[Image point annotation entries]
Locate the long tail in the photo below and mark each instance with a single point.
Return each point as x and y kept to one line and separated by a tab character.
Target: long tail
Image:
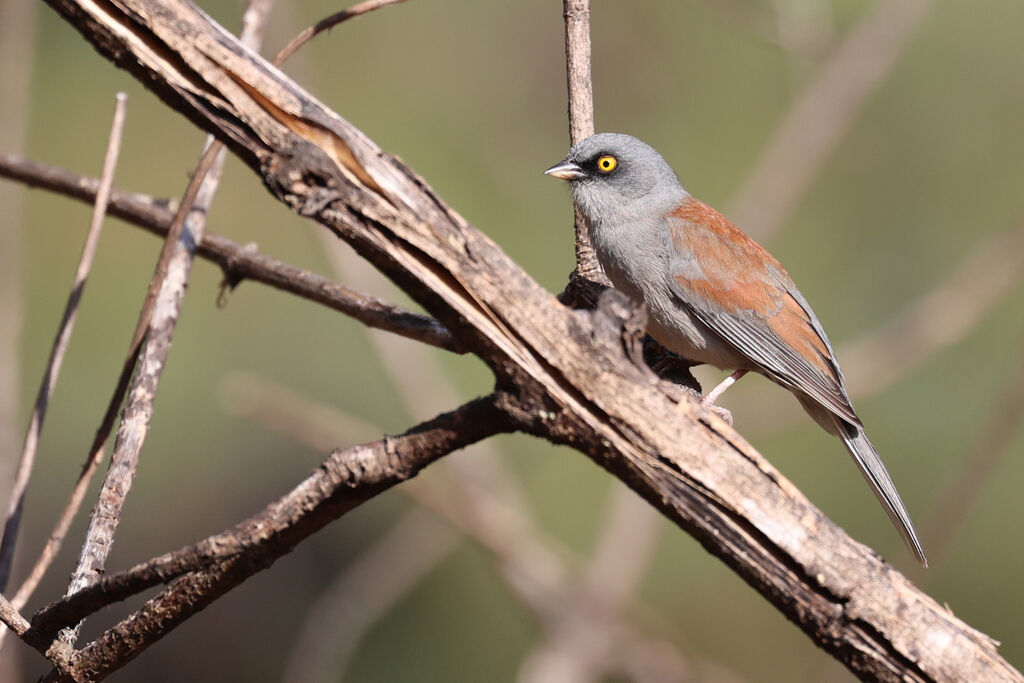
878	476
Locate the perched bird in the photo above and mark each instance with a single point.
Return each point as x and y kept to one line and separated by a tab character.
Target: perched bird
714	295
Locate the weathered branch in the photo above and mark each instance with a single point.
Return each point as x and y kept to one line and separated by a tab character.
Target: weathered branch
237	261
59	348
568	370
217	564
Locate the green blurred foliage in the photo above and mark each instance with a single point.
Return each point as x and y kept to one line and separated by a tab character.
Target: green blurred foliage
471	94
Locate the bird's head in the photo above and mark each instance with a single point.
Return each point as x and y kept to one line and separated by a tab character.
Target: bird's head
619	177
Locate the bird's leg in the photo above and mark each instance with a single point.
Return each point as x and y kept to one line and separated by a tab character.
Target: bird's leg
709	400
720	389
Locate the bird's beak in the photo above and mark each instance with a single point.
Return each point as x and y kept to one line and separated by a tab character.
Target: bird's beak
565	169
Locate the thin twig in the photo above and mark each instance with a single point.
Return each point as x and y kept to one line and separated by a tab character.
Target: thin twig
581	111
14	621
536	566
60	342
310	32
239	262
107	514
153	335
345	479
822	114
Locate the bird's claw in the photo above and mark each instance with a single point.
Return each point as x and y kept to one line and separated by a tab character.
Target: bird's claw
723	413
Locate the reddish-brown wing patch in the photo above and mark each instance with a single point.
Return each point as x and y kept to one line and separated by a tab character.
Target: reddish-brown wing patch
745	295
735	268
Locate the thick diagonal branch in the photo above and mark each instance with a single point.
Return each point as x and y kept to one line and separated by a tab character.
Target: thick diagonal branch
567	368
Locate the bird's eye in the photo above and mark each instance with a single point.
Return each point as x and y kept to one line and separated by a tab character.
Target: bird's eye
607	164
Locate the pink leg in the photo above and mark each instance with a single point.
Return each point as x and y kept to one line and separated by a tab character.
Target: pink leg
720	389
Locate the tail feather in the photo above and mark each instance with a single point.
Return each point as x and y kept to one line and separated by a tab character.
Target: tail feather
875	471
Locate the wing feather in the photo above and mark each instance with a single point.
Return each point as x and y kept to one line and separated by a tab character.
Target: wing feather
742	294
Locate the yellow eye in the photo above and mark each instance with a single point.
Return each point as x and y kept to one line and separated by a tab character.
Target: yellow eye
607	164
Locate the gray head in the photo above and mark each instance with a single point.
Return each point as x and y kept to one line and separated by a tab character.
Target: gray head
617	177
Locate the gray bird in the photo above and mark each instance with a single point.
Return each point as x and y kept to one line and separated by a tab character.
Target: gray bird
714	295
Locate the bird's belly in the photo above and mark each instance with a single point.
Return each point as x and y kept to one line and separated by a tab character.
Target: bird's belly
669	321
677	330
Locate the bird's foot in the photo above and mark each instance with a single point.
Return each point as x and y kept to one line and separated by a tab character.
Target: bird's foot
709	402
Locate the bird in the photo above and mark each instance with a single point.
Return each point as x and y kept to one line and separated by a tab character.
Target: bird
714	296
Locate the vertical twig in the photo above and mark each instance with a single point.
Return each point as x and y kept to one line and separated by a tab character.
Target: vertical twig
581	107
65	330
17	19
153	341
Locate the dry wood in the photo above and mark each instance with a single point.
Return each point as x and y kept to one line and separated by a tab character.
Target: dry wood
570	375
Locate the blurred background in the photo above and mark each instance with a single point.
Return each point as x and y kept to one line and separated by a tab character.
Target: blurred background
876	147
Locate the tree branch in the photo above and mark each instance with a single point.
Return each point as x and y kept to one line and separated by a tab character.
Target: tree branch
346	479
568	371
237	261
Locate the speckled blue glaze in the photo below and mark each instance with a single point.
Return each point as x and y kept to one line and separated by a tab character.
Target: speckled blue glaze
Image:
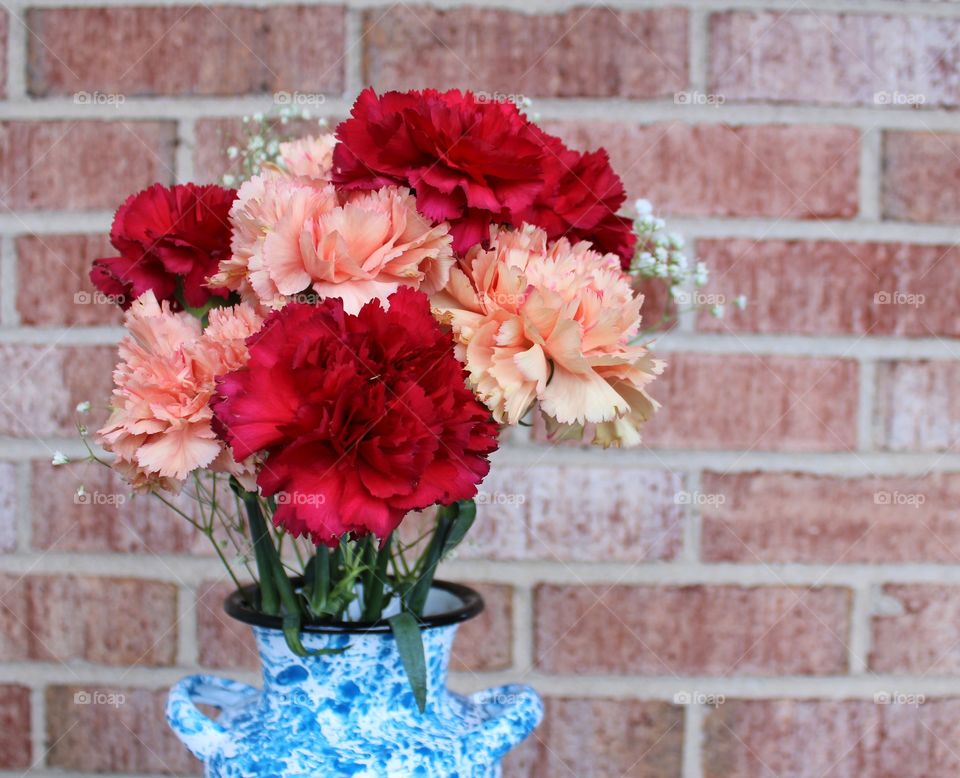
350	714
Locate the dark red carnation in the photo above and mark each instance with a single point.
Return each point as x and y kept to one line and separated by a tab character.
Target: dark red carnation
170	239
471	163
580	200
363	418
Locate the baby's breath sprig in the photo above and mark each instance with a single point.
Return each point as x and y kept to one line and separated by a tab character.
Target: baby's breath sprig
660	256
262	134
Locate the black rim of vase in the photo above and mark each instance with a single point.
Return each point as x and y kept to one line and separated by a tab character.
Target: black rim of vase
238	606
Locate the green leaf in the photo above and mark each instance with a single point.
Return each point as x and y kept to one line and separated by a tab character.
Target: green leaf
406	631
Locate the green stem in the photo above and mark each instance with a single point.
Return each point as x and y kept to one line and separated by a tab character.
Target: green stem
375	577
264	551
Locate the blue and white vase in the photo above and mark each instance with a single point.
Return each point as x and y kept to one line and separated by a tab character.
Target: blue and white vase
352	713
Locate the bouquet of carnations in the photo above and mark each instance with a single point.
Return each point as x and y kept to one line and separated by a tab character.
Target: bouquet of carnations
342	339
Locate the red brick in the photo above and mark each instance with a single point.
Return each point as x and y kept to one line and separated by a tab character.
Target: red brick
8	506
214	136
769	403
583	52
918	630
112	621
921	171
918	408
795	517
4	26
570	513
834	58
691	630
485	643
835	738
15	745
110	518
53	281
223	641
887	289
121	730
602	738
41	386
40	166
783	172
216	50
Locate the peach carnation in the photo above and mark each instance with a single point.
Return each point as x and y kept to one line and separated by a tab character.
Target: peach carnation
160	429
292	238
310	157
551	325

Exercise directions
Your task is to return the entries above exactly, with no pictures.

Complete response
Locate the long tail in the photo below and mark each instance with a single point.
Return each point as x and y kept to one line and separated by a tab character.
Target: long tail
Image:
878	476
Locate the perched bird in the photo above and mark each instance with a single point.
Return each point as x and y kept to one line and separated by a tab character.
Target: perched bird
714	295
Locate the weathered branch in the photo above and mark each instance with a single point.
Return each point as x and y kept to one line and separated by a tab character.
Target: weathered branch
237	261
59	348
568	370
217	564
Locate the green blurred foliage in the photo above and mark each instance with a single point.
Return each point as x and y kept to one line and separated by a tab character.
Target: green blurred foliage
471	94
Locate the bird's head in the photo above and mark each instance with a single point.
Return each point as x and y kept to one line and separated by a tab character.
Target: bird's head
619	177
Locate the bird's leg in the photo above and mark each instance with a single point.
Return each point as x and y kept to one line and separated by a tab character.
Target: bird's leg
709	400
720	389
Locate the bird's beak in the photo above and mark each instance with a single point.
Return each point as x and y kept to one line and separated by a tab character.
Target: bird's beak
565	169
Locate the thin twig in the photo above and mark each instance with a single point.
Return each point as x and y kept to one line and separated by a tab character.
Target: thin twig
581	111
14	621
536	566
60	342
310	32
239	262
107	514
153	335
345	479
822	114
Locate the bird's claw in the photo above and mark each instance with a single point.
Return each point as x and y kept to one line and separated by a tab character.
Target: bird's claw
723	413
Locate the reddish-brown wing patch in the photo above and mark each instance with a single point.
Return each point as x and y kept to one line and separated by a tab character.
Target: reddish-brown wing patch
745	295
735	268
Locate the thick diagonal branch in the photo above and mark each instance with a single point.
Return each point as x and y kept to one line and separated by a tab character.
Target: thick diagonal branch
567	368
Locate the bird's eye in the photo above and mark each instance with a single point.
Return each point as x and y kept to one line and separated by a tab character.
Target: bird's eye
607	164
Locate the pink leg in the photo above and mark each instance with a single point.
Return each point as x and y kept to one line and separated by a tab character.
Target: pink leg
720	389
Locate the tail feather in the photo above and mark each instance with a single point.
Return each point as x and y kept to one line and separated by a tab character.
Target: tail feather
875	471
Locate the wing feather in the photo above and mark each instance with a single point.
Return each point as x and y kept to one line and separated by a tab character.
Target: wing feather
742	294
Locate the yellow eye in the photo above and mark each instance with a single point.
Return each point as x and y kept to one line and separated by a tab character.
Target: yellow eye
607	164
Locate the gray head in the photo above and mark each instance with a single point.
Return each point as x and y kept to one line and separated by a tab character.
Target: gray head
617	177
Locate the gray bird in the photo above and mark each instance with a single point.
Return each point as x and y kept to one line and separated by a tab character.
Target: gray bird
714	295
Locate the bird's belly in the photo above and mark each instance with a single point.
Return each point as x and y kept to one line and separated by a tab character.
Target: bird's belly
669	321
677	330
Locate the bird's foot in the photo above and mark each instance with a single point.
Return each point as x and y kept to one line and separated by a tab character.
Target: bird's foot
709	402
Locate the bird in the photo above and mark each instance with a single point.
Return each point as x and y kept to one line and separated by a tab character.
Target: bird
714	296
Locate the vertical twig in the photo above and mark each instance with a single point.
Return each point as x and y kept to one line and separated by a tab character.
Target: vertical twig
581	107
65	330
17	19
153	341
Locate the dry wood in the photo above and mark each instance with a single point.
Return each point as x and y kept to one line and separated by a tab character.
Target: dry wood
570	375
Locate the blurred background in the photo above and mark each instance with a single point.
Return each point as x and y kept to one line and separated by a tab character.
Target: blurred background
876	147
Locate the tree branch in the photo above and mark each instance with a single point.
Return each point as x and y kept to one line and separated by a tab character.
Target: tree branch
346	479
568	371
237	261
Locate the speckled blue glaze in the photo below and mark each instance with a single point.
Return each point as x and y kept to one line and separated by a tab character.
Target: speckled blue glaze
Image:
350	714
Locate the dark red carnation in the photo above and mark each instance with a single point.
Return each point as x and y kept to one line and separated by a tab character.
Target: dark red carnation
170	239
471	163
580	200
363	418
Locate the baby's breath sprig in the photo above and mark each instance with a single point.
Return each point as x and y kept to one line and separated by a tab character.
Target: baby's breath sprig
660	256
262	134
Locate the black rim of vase in the photo above and mark each instance with a single point.
Return each point as x and y kept to one line and separated by a tab character.
Target: black rim of vase
238	606
Locate the green leaf in the photo above and mark each instance with a single point.
Return each point as x and y kept to one line and separated by a tab character.
Target: green leaf
406	631
Locate the green stem in the photo above and mark each instance with a single point.
Return each point as x and y kept to one line and separated by a tab character.
Target: green stem
375	577
264	551
Locate the blue and white vase in the photo above and mark each instance with a single point.
Return each point as x and y kept to one line and separated by a tab character.
Target: blue and white vase
352	713
Locate the bouquet of carnations in the photo above and mark each instance with a single point.
Return each point as x and y kept to one line and separated by a tab character.
Target: bouquet of carnations
342	339
Locate the red brick in the photo above and mark each instance with a single point.
Return each point as x and y kept to one line and separated by a tab character.
Target: red brick
8	506
214	136
769	403
583	52
918	630
112	621
921	171
918	408
795	517
4	26
570	513
834	58
691	630
485	643
835	738
15	745
110	518
53	281
223	641
887	289
121	730
602	738
41	386
40	166
783	172
216	50
Locate the peach carnation in the photo above and mark each instance with a single point.
Return each point as x and y kept to one line and separated by a tab character.
Target: peach carnation
160	429
292	238
310	157
551	325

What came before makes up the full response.